Start of Extract to read

Gilead Sciences and Bristol Myers Squibb aren’t just fighting the CAR-T war in the clinic around their efficacy but also in court over patents. The latest winner? Gilead.
Thursday, a federal appeals court overturned a $1.2 billion fine on Gilead subsidiary Kite Pharma that was previously granted to Bristol Myers’ Juno Therapeutics unit and Memorial Sloan Kettering Cancer Center. The legal tussle focuses on whether Gilead’s CD19-targeted CAR-T therapy Yescarta infringed upon a Juno patent that’s licensed from MSK.
The three-judge panel found that a previous jury verdict validating the patent at question was “not supported by substantial evidence.”Juno brought the patent infringement suit against Kite in 2017, alleging that Kite’s scientific collaborators copied from MSK researchers to make Yescarta.
Bristol Myers said in an email to Fierce Pharma that it disagrees with the Federal Circuit’s decision and that it intends to seek a review of the verdict.
A jury in California previously sided with BMS and MSK and awarded them $778 million in 2019. U.S. District Judge Philip Gutierrez later raised the amount to $1.2 billion in 2020, noting that Kite’s infringement “has been willful.”
Kite appealed. The Gilead subsidiary’s argument rests on the relevant ’190 patent’s written description. It centers on the single-chain antibody variable fragment (scFv) that can recognize and bind to specific tumor antigens for a CAR-T cell to launch an immune attack on cancer cells.
Kite argued that the patent was invalid because it covered “millions of billions of” potential scFv candidates without disclosing specific structural features or representative species that would point to which scFvs might work. Therefore, the patent’s written description wasn’t sufficient to meet the patent law’s requirement, Kite noted.

End of Extract to read
Start of Raw data

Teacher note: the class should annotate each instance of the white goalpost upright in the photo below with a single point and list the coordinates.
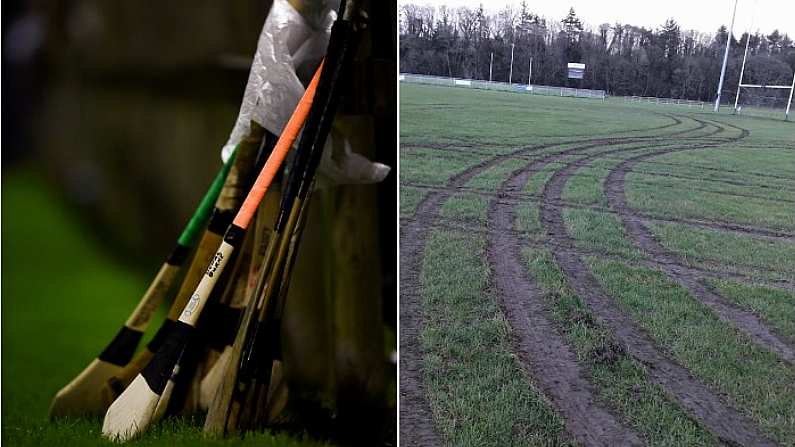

End of Raw data

:: Apply what you read ::
- a) In the article on the CAR-T patent fight, translate this sentence into Spanish: "Bristol Myers said in an email to Fierce Pharma that it disagrees with the Federal Circuit’s decision and that it intends to seek a review of the verdict."
- b) Answer these from the article on the CAR-T patent fight:
(i) In what year did Juno bring the patent suit against Kite?
(ii) How much did the California jury award in 2019?
(iii) Which judge later raised the amount to $1.2 billion?
- c) Carry on the article on the CAR-T patent fight from its final sentence.

:: Expected results ::
- a) Bristol Myers dijo en un correo electrónico a Fierce Pharma que no está de acuerdo con la decisión del Circuito Federal y que tiene la intención de solicitar una revisión del veredicto.

- b)
(i) 2017
(ii) $778 million
(iii) U.S. District Judge Philip Gutierrez

- c)
The appeal judges agreed with Kite.
Evidence doesn’t support the jury’s finding that the ’190 patent “disclosed sufficient information to show the inventors possessed the claimed genus of functional CD19-specific scFvs as part of their claimed CAR,” the judges wrote in their opinion. “Without more guidance, in a vast field of possible CD19-specific scFvs with so few of them known, no reasonable jury could find the inventors satisfied the written description requirement,” they added.
The new ruling marks a big win for Gilead. Yescarta is the leading CD19 CAR-T drug, with $338 million in sales during the first six months. Bristol Myers recently launched rival CAR-T therapy Breyanzi after much delay. The drugs are allowed in third-line diffuse B-cell lymphoma. Both have recently reported positive clinical data that tee up potential expanded FDA approvals that could move them up the order to second-line treatment.
“Bristol Myers Squibb is committed to defending its intellectual property and that of its research partners, which drive scientific innovation,” the company said in the email. The outcome of the trial doesn’t affect the development of its CAR-T assets, it added.